(WRITTEN PROBLEM):
Convert each line of the records below into a JSON list of strings, one string per line, and omit any blank lines.

[Records from a pointing dataset]
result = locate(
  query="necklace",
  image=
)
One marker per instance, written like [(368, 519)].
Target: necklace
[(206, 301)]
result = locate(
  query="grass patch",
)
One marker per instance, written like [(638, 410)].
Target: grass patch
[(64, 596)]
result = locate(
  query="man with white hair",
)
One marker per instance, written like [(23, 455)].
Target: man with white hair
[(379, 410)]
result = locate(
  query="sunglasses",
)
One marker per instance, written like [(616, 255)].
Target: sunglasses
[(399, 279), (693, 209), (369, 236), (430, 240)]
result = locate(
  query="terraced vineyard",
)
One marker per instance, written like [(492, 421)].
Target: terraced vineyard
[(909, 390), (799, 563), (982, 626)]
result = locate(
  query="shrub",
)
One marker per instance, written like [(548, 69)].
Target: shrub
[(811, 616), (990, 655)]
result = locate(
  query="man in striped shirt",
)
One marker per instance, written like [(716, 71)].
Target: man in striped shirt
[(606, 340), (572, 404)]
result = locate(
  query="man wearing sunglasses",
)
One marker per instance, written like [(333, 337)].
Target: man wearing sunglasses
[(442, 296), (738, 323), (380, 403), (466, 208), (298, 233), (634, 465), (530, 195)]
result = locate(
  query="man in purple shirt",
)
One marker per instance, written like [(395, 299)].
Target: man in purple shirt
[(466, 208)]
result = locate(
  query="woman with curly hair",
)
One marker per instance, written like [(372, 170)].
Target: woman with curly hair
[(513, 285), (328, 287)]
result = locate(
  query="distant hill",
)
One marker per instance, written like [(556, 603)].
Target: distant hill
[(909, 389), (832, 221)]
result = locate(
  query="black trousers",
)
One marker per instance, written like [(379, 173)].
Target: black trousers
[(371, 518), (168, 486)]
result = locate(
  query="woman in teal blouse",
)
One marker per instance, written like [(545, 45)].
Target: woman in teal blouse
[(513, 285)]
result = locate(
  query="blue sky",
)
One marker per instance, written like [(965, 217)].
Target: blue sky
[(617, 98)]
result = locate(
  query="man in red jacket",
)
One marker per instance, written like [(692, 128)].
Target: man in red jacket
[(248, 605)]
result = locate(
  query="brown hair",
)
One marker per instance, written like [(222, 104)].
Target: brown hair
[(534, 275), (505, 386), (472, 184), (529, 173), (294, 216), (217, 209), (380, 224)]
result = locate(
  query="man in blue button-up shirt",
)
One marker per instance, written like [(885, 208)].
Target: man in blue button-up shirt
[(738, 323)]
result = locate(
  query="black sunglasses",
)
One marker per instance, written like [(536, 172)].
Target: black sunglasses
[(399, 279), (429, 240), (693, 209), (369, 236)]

(RESPONSE BELOW):
[
  "result = locate(",
  "  query=\"necklace\",",
  "  image=",
  ")",
  "One marker per instance, written like [(368, 519)].",
  "Target: necklace",
  "[(206, 301)]",
  "result = locate(",
  "  query=\"grass patch\",",
  ")",
  "One marker per instance, written like [(638, 410)].",
  "Target: grass patch",
  "[(64, 596)]",
  "result = locate(",
  "  query=\"man with white hair\",",
  ")",
  "One marker per instance, written like [(23, 455)].",
  "Target: man with white hair",
  "[(379, 410)]",
  "result = locate(",
  "  query=\"sunglasses\",",
  ")",
  "One marker per instance, written like [(616, 255)].",
  "Target: sunglasses",
  "[(399, 279), (693, 209), (369, 236), (430, 240)]",
  "result = locate(",
  "  query=\"terraced vineyard\",",
  ")",
  "One marker per instance, written like [(492, 421)].",
  "Target: terraced vineyard",
  "[(909, 390), (799, 563), (982, 626)]",
  "result = locate(",
  "  query=\"shrub\",",
  ")",
  "One marker per instance, written like [(548, 69)].",
  "Target: shrub",
  "[(811, 616), (990, 655)]",
  "result = locate(",
  "  query=\"man in striped shirt\",",
  ")",
  "One marker per instance, written like [(716, 71)].",
  "Target: man in striped shirt",
  "[(606, 340), (572, 404)]",
  "result = locate(",
  "  query=\"man wearing sunglasses\",",
  ")",
  "One marker per instance, written like [(333, 337)].",
  "Target: man wearing sunglasses",
  "[(442, 296), (738, 323), (380, 403), (466, 208), (298, 233), (634, 465), (530, 195)]",
  "result = locate(",
  "  query=\"man in purple shirt\",",
  ")",
  "One marker per instance, written like [(395, 299)].",
  "Target: man in purple shirt",
  "[(466, 208)]",
  "result = locate(",
  "  query=\"woman with curly hair\",",
  ")",
  "One marker per instance, written like [(372, 170)].",
  "Target: woman with curly hair",
  "[(513, 285), (328, 287)]",
  "result = locate(",
  "  query=\"distant hill\",",
  ")",
  "One marker per instance, written like [(556, 603)].",
  "Target: distant hill",
  "[(909, 389), (832, 221)]",
  "result = locate(",
  "  query=\"black trousers\",",
  ")",
  "One marker per instance, written like [(379, 173)].",
  "Target: black trousers",
  "[(371, 518), (168, 486)]",
  "result = locate(",
  "  query=\"woman in teal blouse\",",
  ")",
  "One marker per instance, written like [(545, 45)].",
  "Target: woman in teal blouse",
  "[(513, 285)]",
  "result = locate(",
  "  query=\"blue sky\",",
  ")",
  "One marker per instance, written like [(965, 217)].",
  "Target: blue sky",
  "[(617, 98)]",
  "result = locate(",
  "  query=\"man in red jacket\",",
  ")",
  "One marker per instance, written like [(692, 128)].",
  "Target: man in red jacket",
  "[(248, 605)]",
  "result = locate(",
  "  query=\"brown hair\",",
  ")",
  "One marker per instance, written like [(222, 104)].",
  "Target: brown hair",
  "[(534, 275), (505, 386), (472, 184), (529, 173), (294, 216), (217, 209), (380, 224)]",
  "result = locate(",
  "  query=\"man in blue button-up shirt\",",
  ")",
  "One marker per instance, written like [(885, 208)].",
  "Target: man in blue button-up shirt",
  "[(738, 323)]",
  "result = locate(",
  "  query=\"black sunglasses\",",
  ")",
  "One marker per instance, written like [(536, 172)].",
  "Target: black sunglasses",
  "[(399, 279), (429, 240), (693, 209), (369, 236)]"
]